-- START OF Data rows --
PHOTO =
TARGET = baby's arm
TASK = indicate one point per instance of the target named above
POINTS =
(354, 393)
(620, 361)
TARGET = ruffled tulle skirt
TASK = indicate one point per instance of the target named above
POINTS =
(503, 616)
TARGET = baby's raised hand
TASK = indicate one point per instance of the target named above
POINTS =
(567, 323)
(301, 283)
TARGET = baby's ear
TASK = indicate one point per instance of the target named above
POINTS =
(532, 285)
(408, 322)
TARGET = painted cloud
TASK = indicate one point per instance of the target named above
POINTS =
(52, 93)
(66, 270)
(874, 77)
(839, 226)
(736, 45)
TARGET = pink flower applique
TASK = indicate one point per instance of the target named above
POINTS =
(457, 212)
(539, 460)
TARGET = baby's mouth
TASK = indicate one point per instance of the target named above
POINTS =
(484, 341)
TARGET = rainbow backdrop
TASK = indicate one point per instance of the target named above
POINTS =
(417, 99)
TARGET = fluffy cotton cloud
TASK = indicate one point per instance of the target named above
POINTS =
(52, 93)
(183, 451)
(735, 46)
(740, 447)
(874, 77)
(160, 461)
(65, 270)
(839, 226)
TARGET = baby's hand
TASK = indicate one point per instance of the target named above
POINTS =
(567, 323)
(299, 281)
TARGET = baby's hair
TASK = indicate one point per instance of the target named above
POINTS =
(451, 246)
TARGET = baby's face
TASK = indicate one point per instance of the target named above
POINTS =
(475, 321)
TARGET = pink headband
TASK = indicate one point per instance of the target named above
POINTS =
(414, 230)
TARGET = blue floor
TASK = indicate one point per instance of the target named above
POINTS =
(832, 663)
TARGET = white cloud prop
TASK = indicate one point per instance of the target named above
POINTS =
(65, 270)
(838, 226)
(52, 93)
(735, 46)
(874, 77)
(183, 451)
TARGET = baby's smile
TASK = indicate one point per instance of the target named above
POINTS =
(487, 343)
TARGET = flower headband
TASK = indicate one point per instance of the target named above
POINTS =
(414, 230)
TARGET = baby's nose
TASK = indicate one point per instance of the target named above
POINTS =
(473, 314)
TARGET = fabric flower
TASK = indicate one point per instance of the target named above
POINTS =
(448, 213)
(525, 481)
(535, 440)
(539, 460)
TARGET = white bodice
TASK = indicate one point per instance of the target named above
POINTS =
-- END OF Data rows --
What is asked >> Update the records above by replacing each "indicate" with "mark" and keep everything else unchanged.

Solution to this problem >>
PHOTO =
TARGET = baby's arm
TASK = mark one point per instance of the target named above
POINTS =
(354, 393)
(620, 361)
TARGET = ruffled tulle skirt
TASK = mark one point per instance of the target named above
POINTS =
(503, 616)
TARGET = baby's raised hand
TASK = mark one point per instance of the target named above
POINTS =
(567, 323)
(301, 283)
TARGET = baby's ear
TASK = mark one point per instance of the target named above
POINTS =
(532, 285)
(408, 322)
TARGET = painted cloud
TASK = mark one point per instance of the target named above
POINTS =
(52, 93)
(66, 270)
(874, 77)
(839, 226)
(736, 45)
TARGET = pink flower applique
TASK = mark one point per instance of the target named above
POINTS =
(457, 212)
(539, 460)
TARGET = baby's mouth
TASK = mark one point per instance of the target named above
POINTS =
(484, 341)
TARGET = rainbow backdrop
TASK = mark one point per instance of the target named above
POINTS =
(417, 99)
TARGET = fluffy cotton cloud
TASK = mark one point per instance of the target named above
POINTS =
(52, 93)
(183, 451)
(735, 46)
(740, 447)
(874, 77)
(160, 461)
(65, 270)
(839, 226)
TARGET = baby's hand
TASK = mark one point per instance of the target named above
POINTS =
(567, 323)
(299, 281)
TARGET = baby's hair
TASK = mark one point per instance of the target named above
POINTS =
(451, 246)
TARGET = baby's face
TASK = mark one point per instance of the target named above
POINTS =
(475, 321)
TARGET = pink headband
TASK = mark one point per instance of the target named above
POINTS =
(414, 230)
TARGET = blue floor
TASK = mark one point per instance of the target named above
POINTS =
(832, 663)
TARGET = white cloud prop
TASK = mark one point per instance of the target named above
POINTS =
(65, 270)
(838, 226)
(52, 93)
(735, 46)
(874, 77)
(183, 451)
TARGET = baby's smile
TASK = mark one point per instance of the target named above
POINTS =
(487, 343)
TARGET = flower headband
TASK = mark one point per instance of the target named above
POINTS =
(414, 230)
TARGET = baby's nose
TASK = mark one point per instance of the target named above
POINTS =
(473, 314)
TARGET = fabric flower
TASK = mark one point per instance of the target named above
POINTS =
(448, 213)
(525, 481)
(535, 440)
(539, 460)
TARGET = white bodice
TASK = mark one point per instance of the target named above
POINTS =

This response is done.